Set down exactly the lines below between the line holding "Query: wooden folding chair" and the line holding "pixel 108 530.", inclusive; no other line belongs in the answer.

(Information given begins)

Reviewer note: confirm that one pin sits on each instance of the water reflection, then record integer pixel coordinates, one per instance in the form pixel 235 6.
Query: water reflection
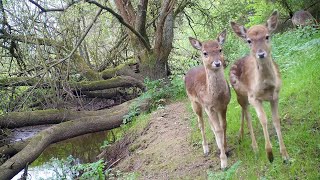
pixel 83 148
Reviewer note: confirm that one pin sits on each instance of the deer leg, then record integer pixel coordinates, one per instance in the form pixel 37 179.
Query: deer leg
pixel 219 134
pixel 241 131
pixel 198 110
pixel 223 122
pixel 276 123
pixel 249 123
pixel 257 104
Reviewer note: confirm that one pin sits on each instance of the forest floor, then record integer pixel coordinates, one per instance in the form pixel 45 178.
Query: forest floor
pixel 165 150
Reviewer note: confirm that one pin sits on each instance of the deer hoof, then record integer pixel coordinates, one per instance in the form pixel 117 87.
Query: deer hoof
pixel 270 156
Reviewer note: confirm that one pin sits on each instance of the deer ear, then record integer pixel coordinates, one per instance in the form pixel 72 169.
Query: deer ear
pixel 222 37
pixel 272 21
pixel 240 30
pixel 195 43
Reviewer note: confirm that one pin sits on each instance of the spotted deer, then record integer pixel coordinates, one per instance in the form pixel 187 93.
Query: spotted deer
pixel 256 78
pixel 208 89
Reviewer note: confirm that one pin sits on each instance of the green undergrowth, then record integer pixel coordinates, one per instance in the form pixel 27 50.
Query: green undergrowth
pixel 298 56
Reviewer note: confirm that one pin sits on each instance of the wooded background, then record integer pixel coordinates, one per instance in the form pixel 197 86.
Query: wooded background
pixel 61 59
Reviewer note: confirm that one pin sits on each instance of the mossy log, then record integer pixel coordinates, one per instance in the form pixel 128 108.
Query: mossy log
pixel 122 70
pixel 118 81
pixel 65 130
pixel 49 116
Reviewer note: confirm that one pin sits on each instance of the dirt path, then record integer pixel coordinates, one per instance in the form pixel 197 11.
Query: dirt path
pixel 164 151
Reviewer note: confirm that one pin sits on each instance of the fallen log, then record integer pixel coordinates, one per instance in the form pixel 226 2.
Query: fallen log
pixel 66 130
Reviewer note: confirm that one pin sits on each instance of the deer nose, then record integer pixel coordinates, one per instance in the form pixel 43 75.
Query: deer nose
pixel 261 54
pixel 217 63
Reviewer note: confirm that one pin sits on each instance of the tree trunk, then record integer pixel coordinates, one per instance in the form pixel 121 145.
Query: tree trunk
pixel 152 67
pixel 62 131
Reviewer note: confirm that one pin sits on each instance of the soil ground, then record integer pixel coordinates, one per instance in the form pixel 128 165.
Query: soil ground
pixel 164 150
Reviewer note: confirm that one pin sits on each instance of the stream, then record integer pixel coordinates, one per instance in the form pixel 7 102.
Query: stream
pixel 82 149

(Information given ends)
(Information given begins)

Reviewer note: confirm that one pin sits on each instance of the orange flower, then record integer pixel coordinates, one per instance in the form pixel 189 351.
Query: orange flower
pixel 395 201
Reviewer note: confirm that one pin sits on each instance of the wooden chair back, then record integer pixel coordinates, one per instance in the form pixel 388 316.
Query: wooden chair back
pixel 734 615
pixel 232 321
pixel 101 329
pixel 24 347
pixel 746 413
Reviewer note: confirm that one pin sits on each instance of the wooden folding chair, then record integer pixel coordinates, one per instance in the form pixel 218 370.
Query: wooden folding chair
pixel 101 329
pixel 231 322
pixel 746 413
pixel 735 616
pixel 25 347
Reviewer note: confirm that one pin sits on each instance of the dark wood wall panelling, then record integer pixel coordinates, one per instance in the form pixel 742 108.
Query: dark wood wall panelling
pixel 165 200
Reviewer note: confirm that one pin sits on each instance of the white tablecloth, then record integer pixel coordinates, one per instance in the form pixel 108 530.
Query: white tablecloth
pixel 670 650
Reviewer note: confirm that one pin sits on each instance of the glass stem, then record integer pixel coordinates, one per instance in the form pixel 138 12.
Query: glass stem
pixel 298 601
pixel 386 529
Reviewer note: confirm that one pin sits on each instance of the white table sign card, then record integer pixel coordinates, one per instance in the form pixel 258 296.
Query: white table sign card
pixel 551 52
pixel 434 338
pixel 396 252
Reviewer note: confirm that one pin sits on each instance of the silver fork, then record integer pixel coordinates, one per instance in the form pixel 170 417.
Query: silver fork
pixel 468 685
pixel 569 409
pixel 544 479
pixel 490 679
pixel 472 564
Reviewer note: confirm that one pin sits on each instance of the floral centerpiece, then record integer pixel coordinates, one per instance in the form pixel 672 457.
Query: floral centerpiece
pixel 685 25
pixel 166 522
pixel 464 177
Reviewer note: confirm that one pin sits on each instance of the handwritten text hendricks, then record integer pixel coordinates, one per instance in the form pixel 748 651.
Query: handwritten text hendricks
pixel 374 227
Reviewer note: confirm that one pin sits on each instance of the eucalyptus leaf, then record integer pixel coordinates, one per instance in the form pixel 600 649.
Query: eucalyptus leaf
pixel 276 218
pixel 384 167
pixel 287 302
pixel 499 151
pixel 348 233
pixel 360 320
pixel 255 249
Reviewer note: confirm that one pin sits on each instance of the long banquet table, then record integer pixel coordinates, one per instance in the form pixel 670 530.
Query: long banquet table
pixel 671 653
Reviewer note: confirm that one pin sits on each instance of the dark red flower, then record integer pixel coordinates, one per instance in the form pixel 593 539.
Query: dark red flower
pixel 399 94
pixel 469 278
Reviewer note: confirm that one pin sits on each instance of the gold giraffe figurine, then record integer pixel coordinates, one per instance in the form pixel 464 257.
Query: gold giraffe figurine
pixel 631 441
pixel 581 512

(Information given ends)

Solution to the exercise:
Query: wooden folding chair
pixel 101 329
pixel 231 322
pixel 746 413
pixel 735 616
pixel 25 347
Reviewer note: confirm that one pin sits on each instance of the dark wood wall panelling, then record integer pixel coordinates, one per instance in the form pixel 742 108.
Query: dark wood wall panelling
pixel 165 200
Reviewer note: confirm that one pin sits on each instance of the white tablecloth, then record integer pixel coordinates, one per instance in the form pixel 108 530.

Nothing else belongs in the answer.